[WHAT IS BEING ASKED] Repeat verbatim every line of the material, beginning at the line that holds "Locate the side" and ending at its last line.

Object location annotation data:
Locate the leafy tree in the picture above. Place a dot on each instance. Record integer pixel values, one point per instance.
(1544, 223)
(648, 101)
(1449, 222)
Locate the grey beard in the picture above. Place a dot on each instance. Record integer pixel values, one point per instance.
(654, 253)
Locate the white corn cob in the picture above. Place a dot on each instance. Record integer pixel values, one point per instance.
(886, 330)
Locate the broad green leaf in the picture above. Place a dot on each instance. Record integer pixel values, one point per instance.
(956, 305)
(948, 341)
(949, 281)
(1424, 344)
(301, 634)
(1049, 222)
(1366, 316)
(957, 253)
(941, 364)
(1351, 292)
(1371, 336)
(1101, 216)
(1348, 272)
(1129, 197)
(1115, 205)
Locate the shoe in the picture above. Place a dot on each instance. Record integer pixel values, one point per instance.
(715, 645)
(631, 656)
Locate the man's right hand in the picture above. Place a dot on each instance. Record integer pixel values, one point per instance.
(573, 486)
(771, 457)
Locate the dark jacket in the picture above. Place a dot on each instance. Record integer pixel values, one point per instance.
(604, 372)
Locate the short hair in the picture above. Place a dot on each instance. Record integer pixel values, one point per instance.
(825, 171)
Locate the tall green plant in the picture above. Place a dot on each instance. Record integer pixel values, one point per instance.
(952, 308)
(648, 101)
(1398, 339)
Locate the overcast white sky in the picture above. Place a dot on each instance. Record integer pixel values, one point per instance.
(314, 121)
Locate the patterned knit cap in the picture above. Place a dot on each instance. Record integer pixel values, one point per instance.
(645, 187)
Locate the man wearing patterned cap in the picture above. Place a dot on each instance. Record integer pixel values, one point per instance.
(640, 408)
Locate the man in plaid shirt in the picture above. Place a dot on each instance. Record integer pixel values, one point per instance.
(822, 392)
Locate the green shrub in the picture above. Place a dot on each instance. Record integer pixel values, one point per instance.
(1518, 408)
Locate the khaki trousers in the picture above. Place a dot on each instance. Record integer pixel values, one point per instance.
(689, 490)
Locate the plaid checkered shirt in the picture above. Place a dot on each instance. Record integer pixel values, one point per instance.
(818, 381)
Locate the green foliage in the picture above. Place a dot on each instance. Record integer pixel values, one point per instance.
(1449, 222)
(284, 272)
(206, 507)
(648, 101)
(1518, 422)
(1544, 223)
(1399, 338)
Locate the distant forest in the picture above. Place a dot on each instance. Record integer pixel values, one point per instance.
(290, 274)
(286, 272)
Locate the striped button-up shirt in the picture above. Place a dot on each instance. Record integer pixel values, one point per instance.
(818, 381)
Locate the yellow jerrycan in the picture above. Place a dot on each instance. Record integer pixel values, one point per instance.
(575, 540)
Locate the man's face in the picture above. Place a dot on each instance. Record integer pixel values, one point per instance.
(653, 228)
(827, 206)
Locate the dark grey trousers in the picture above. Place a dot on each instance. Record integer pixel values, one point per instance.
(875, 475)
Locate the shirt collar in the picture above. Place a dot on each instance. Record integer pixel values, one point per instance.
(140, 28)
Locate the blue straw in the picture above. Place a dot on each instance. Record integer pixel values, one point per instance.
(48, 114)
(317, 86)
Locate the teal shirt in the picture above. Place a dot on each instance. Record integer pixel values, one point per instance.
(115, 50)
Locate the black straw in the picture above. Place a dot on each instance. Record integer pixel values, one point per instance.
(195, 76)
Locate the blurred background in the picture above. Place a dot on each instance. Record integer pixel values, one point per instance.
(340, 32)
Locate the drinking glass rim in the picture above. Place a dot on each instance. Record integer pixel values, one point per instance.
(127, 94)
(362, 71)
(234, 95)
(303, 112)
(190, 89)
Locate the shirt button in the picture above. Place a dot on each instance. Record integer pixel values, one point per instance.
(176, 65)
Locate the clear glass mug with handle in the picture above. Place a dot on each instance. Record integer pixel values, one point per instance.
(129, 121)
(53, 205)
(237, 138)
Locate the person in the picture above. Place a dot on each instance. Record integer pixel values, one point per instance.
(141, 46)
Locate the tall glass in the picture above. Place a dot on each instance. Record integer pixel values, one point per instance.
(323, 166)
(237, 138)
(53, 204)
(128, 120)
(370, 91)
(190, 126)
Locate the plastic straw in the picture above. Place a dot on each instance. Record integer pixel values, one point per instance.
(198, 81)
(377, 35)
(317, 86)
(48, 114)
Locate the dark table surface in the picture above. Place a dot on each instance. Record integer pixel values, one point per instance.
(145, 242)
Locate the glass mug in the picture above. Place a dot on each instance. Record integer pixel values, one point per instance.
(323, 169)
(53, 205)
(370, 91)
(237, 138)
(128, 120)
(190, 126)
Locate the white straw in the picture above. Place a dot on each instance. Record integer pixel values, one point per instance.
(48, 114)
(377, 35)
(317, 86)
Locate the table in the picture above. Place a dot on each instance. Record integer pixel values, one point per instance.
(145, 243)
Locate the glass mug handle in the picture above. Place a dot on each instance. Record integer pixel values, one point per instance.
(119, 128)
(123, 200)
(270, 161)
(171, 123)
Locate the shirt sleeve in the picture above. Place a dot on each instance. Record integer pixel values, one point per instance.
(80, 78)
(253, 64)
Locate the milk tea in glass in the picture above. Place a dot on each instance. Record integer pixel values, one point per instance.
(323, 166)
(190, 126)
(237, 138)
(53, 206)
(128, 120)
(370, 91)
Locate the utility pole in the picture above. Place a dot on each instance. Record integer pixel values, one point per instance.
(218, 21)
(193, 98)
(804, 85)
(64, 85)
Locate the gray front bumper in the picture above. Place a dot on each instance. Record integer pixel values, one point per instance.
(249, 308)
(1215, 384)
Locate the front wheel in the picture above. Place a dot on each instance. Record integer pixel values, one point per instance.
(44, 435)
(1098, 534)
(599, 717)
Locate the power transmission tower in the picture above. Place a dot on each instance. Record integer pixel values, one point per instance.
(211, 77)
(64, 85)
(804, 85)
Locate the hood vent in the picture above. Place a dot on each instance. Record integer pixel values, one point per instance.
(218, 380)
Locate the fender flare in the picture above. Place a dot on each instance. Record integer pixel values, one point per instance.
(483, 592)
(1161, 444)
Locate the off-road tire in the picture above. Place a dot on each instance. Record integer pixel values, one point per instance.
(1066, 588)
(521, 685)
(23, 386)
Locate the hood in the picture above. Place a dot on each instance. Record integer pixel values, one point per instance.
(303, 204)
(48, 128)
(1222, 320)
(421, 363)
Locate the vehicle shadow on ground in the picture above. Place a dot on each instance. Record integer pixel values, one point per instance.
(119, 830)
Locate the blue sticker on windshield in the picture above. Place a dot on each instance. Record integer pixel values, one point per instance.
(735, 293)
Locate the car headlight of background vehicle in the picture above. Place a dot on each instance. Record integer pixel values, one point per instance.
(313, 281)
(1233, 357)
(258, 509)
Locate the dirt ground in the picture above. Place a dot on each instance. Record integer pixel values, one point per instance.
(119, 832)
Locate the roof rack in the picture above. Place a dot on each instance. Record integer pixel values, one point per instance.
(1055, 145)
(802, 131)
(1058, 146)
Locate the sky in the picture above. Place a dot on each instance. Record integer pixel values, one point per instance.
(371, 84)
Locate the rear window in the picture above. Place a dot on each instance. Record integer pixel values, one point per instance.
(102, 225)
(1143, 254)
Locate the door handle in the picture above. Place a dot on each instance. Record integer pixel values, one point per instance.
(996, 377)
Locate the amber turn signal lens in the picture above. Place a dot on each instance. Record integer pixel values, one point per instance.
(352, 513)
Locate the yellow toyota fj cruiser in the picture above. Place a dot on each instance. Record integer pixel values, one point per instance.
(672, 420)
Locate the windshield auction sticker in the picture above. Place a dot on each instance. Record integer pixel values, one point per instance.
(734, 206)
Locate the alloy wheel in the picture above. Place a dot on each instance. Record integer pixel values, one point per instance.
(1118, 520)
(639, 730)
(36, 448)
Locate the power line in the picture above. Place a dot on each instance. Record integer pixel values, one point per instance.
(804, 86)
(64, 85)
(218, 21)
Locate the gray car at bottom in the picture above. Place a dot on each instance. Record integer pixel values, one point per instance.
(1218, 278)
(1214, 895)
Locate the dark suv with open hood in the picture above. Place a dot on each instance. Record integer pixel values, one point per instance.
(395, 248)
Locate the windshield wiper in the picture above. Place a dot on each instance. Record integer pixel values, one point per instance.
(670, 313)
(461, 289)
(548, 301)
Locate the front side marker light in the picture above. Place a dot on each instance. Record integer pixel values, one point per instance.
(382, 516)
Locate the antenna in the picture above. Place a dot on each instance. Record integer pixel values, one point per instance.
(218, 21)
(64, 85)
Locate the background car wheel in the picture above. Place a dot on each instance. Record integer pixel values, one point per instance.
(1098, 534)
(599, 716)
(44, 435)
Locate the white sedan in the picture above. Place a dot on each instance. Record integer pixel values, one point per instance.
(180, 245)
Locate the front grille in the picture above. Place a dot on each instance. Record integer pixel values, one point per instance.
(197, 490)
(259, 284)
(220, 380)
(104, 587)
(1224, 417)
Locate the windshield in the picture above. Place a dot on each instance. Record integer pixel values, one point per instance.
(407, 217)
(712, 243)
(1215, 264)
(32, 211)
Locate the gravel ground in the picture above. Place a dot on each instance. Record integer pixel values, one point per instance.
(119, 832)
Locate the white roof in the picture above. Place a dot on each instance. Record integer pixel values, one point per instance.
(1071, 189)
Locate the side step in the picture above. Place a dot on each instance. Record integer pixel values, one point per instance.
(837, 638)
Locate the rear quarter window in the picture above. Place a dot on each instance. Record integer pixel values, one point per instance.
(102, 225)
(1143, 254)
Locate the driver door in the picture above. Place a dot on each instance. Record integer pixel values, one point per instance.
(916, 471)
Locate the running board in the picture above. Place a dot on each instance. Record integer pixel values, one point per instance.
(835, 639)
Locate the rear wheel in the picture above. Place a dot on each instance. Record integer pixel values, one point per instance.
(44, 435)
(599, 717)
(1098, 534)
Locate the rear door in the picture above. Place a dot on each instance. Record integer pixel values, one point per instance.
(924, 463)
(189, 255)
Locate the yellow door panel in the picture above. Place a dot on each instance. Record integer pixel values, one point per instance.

[CORRECT RESULT]
Locate the side step in the picture above. Place a dot on each instance. Record integer pixel values, one point per instance.
(837, 638)
Locate the rear quarter window in the picture above. Place a dot on each instance. Record integer pixel values, one point per instance.
(102, 225)
(1143, 254)
Locate the driver door in the picture above. Place a dot on each instance. Record integer pixel values, one point per instance.
(916, 471)
Locate the running board in the picture above. Place a dot on each instance. Record integer pixel values, one point per instance.
(835, 639)
Locate the rear wheel in the picture above. Place a dot on each instance. Record integer pixel values, one point per instance.
(44, 435)
(599, 717)
(1098, 534)
Locate the rear door in the picture above. Place a dot on each instance. Record integer pixel values, one point per instance.
(924, 463)
(189, 255)
Locate the yellow door panel in the picture above. Place a dot on each instance. Record integer pixel values, one point per instance.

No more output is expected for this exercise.